(begin)

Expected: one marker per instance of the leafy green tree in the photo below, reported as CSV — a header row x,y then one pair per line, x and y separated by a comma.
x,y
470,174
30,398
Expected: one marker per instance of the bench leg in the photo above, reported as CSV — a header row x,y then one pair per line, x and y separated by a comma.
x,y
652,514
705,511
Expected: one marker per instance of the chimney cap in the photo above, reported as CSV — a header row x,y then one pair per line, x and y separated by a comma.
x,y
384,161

(end)
(begin)

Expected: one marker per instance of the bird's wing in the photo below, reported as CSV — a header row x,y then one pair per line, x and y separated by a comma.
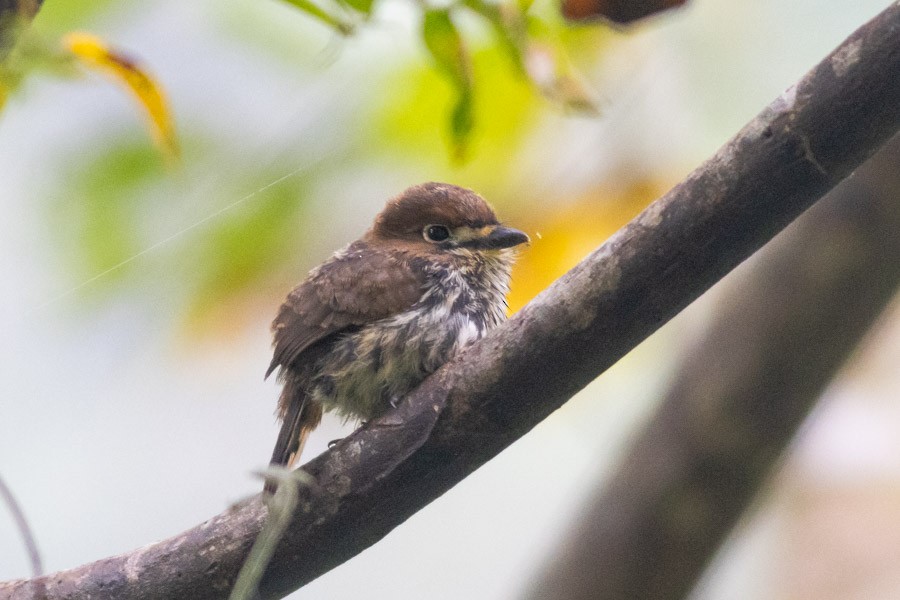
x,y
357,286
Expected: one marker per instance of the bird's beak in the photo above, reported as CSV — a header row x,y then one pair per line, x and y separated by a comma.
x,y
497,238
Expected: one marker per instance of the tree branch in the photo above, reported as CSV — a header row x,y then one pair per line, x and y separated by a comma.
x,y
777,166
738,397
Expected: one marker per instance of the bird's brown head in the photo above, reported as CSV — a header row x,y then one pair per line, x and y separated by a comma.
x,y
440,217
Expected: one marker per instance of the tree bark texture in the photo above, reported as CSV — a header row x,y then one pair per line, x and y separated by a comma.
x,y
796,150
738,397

(end)

WHAT THE TASK ASKS:
Report each line of the items above that contains the word "branch", copying every such line in full.

EXERCISE OUTPUT:
Expected: one marker per instance of the tree branch in the photo above, reported as CSV — a header row x,y then one pair per line, x and y separated by a comma.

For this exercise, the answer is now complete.